WORK REQUEST 1 - According to the naira exchange-rate report, what position does Aminu Gwadabe hold?
WORK REQUEST 2 - Transcribe the naira exchange-rate report word for word, starting with "The naira exchanged" and going on through "close of trading.".
━━━━━ EXTRACT PROVIDED
The naira exchanged at N345 to the dollar in the parallel market on Monday. The exchange rate liquidity worsened thereby forcing the Central Bank of Nigeria (CBN) to devalue the official exchange rate to narrow the gap between it and the parallel market.
Meanwhile, the official rate remained at 197.50 to the dollar at the close of trading.
Traders said the black market rate had slipped as Nigerians with school and medical bills to pay abroad anticipated that CBN would stop allocating currency for such payments. The bank has not denied or confirmed any such plans.
In my own view, the central bank should address the supply side of the market by allowing oil companies and banks to sell dollar to bureau de change operators as an immediate measure to reduce pressure on the naira.
Said Aminu Gwadabe, head of the Association of Bureau de Change Operators of Nigeria.
━━━━━━━━━━
━━━━━ PROVIDED DATA
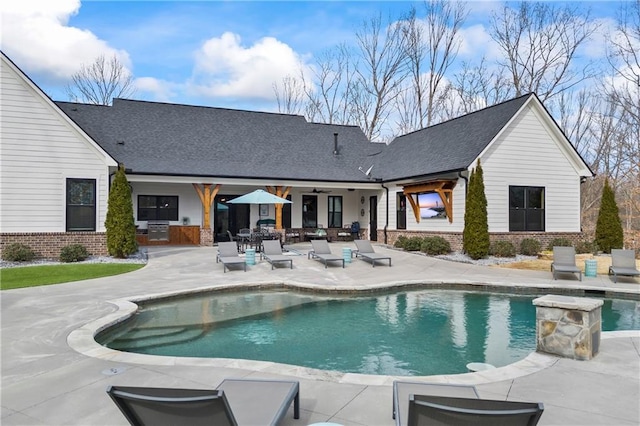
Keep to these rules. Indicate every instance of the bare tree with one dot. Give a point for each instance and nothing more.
(430, 45)
(380, 72)
(330, 88)
(100, 82)
(539, 41)
(290, 95)
(476, 87)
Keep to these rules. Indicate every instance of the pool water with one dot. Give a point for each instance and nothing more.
(423, 332)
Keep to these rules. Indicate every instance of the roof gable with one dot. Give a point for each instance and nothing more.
(172, 139)
(449, 146)
(42, 97)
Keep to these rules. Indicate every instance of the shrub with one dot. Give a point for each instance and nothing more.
(121, 229)
(17, 252)
(502, 248)
(435, 245)
(608, 227)
(475, 235)
(586, 246)
(413, 244)
(559, 242)
(73, 253)
(400, 242)
(530, 247)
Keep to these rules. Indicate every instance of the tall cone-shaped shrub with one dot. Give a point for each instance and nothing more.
(121, 229)
(475, 236)
(608, 227)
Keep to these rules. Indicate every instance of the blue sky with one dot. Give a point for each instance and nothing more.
(215, 53)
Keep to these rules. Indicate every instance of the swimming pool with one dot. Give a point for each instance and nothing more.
(420, 332)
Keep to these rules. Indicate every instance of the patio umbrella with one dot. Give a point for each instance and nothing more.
(259, 196)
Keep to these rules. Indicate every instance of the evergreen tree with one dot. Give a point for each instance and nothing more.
(608, 227)
(121, 229)
(475, 236)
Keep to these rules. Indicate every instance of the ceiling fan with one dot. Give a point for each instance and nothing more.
(318, 191)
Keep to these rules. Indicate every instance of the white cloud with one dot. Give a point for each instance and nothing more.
(36, 36)
(226, 68)
(160, 90)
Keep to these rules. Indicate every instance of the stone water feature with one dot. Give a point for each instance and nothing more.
(569, 327)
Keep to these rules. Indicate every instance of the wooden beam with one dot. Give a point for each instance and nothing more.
(207, 196)
(278, 191)
(414, 206)
(444, 189)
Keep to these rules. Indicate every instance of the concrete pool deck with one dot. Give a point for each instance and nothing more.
(53, 374)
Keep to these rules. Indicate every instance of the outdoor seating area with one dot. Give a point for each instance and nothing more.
(623, 262)
(233, 402)
(365, 251)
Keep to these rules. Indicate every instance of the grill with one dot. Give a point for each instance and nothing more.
(158, 230)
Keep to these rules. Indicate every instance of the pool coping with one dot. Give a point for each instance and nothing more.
(83, 340)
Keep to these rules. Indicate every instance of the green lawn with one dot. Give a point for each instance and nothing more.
(30, 276)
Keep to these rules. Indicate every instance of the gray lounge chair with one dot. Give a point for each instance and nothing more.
(442, 410)
(365, 250)
(228, 255)
(272, 251)
(234, 402)
(623, 262)
(564, 260)
(403, 390)
(322, 252)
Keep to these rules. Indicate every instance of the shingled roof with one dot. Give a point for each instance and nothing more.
(445, 147)
(172, 139)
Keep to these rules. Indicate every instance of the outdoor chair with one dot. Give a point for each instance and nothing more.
(272, 251)
(365, 250)
(443, 410)
(564, 260)
(228, 255)
(234, 402)
(322, 252)
(403, 390)
(623, 262)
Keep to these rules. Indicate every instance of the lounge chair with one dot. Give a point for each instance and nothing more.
(322, 252)
(564, 260)
(228, 255)
(272, 251)
(234, 402)
(365, 250)
(623, 262)
(442, 410)
(403, 390)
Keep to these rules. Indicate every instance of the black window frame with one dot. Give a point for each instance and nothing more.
(527, 211)
(334, 216)
(80, 213)
(170, 214)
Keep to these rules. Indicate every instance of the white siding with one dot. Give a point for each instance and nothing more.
(527, 154)
(39, 150)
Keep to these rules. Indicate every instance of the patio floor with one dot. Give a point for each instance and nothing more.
(53, 372)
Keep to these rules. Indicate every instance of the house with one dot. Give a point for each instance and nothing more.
(185, 162)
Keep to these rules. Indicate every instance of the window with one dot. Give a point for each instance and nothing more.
(81, 205)
(526, 208)
(309, 211)
(335, 211)
(401, 211)
(157, 207)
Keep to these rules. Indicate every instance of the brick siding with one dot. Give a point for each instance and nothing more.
(48, 245)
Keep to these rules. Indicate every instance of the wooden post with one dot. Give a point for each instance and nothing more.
(278, 191)
(207, 196)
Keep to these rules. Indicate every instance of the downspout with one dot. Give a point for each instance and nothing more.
(466, 182)
(386, 223)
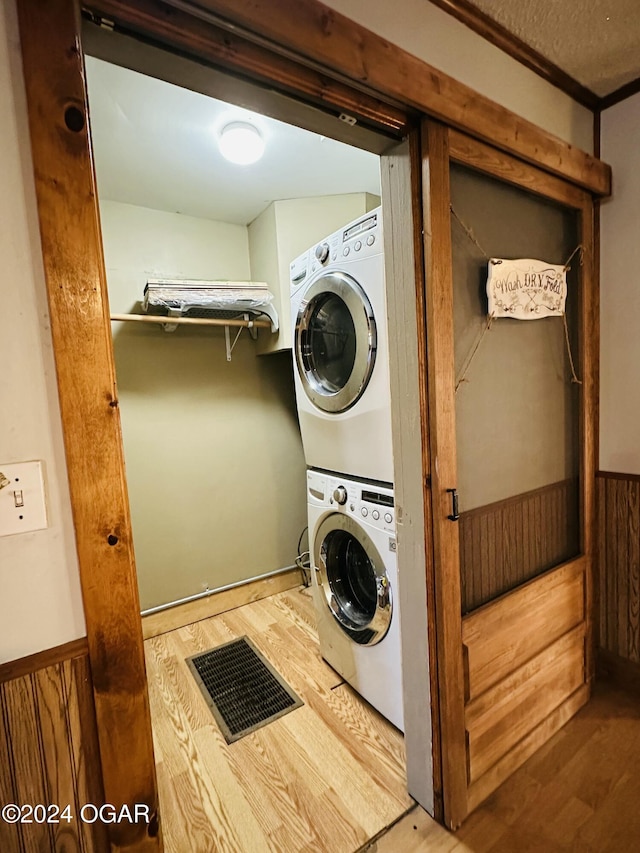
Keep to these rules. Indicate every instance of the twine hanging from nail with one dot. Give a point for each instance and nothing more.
━━━━━━━━━━
TASK SOLUTION 1 - He is head of the Association of Bureau de Change Operators of Nigeria.

TASK SOLUTION 2 -
The naira exchanged at N345 to the dollar in the parallel market on Monday. The exchange rate liquidity worsened thereby forcing the Central Bank of Nigeria (CBN) to devalue the official exchange rate to narrow the gap between it and the parallel market.
Meanwhile, the official rate remained at 197.50 to the dollar at the close of trading.